● **TO DO**
1. Answer these questions from the comment page on the individuality of organisms and artifacts.
(a) How many comments does the page list?
(b) Whose words does the commenter quote?
(c) What does the abbreviation TTPP stand for?
2. Repeat the part of the comment page on organisms and artifacts starting with "Symons – the" and going on through "in scientific inquiry.".

BEGIN SELECTED PASSAGE

The individuality of artifacts and organisms.

Symons – the individuality of organisms and artifacts

    2 Comments

    • Stephen Harris says:

      Perhaps a non-algorithmic coherent comment on intellect, intuition and individuation.

      John Symons wrote in his broadly thought-provoking perspective, “Claiming that the intention of the creator and the individuality of the artifact are related is relatively uncontroversial. In the case of the organism, no such relation exists. The analogical application of the language of design to evolutionary history has a complicated role in scientific inquiry.

      The successful quest for a Turing Test Passing Program (TTPP) results in an artifact. If one makes the further Computationalist assumption that ‘the correct program instantiates a mind’ then a natural question arises, is that mind a reflection or creation of the self, and does it have individuality?

END SELECTED PASSAGE
BEGIN LISTED ENTRIES

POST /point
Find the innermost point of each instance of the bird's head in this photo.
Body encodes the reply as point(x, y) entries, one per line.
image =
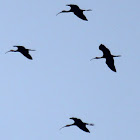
point(62, 12)
point(11, 51)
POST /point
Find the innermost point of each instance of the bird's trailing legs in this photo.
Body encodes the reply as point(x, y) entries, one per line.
point(87, 10)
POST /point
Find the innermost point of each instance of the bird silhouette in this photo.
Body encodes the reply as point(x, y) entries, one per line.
point(80, 124)
point(22, 50)
point(108, 56)
point(77, 11)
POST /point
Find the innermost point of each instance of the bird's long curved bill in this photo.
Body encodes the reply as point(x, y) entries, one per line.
point(62, 127)
point(59, 13)
point(87, 10)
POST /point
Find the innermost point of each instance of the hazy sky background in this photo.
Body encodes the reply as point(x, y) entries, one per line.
point(39, 96)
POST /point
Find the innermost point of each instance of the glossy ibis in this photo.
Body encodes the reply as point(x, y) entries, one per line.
point(108, 56)
point(22, 50)
point(80, 124)
point(76, 10)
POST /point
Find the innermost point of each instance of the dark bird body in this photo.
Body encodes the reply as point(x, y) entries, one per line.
point(22, 50)
point(77, 11)
point(108, 56)
point(80, 124)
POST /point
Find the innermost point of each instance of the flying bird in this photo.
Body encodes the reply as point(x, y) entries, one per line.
point(80, 124)
point(77, 11)
point(108, 56)
point(22, 50)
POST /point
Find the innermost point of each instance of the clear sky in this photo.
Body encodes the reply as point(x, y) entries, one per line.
point(39, 96)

END LISTED ENTRIES

● **ANSWERS**
1.
(a) 2
(b) John Symons
(c) Turing Test Passing Program

2.
Symons – the individuality of organisms and artifacts

    2 Comments

    • Stephen Harris says:

      Perhaps a non-algorithmic coherent comment on intellect, intuition and individuation.

      John Symons wrote in his broadly thought-provoking perspective, “Claiming that the intention of the creator and the individuality of the artifact are related is relatively uncontroversial. In the case of the organism, no such relation exists. The analogical application of the language of design to evolutionary history has a complicated role in scientific inquiry.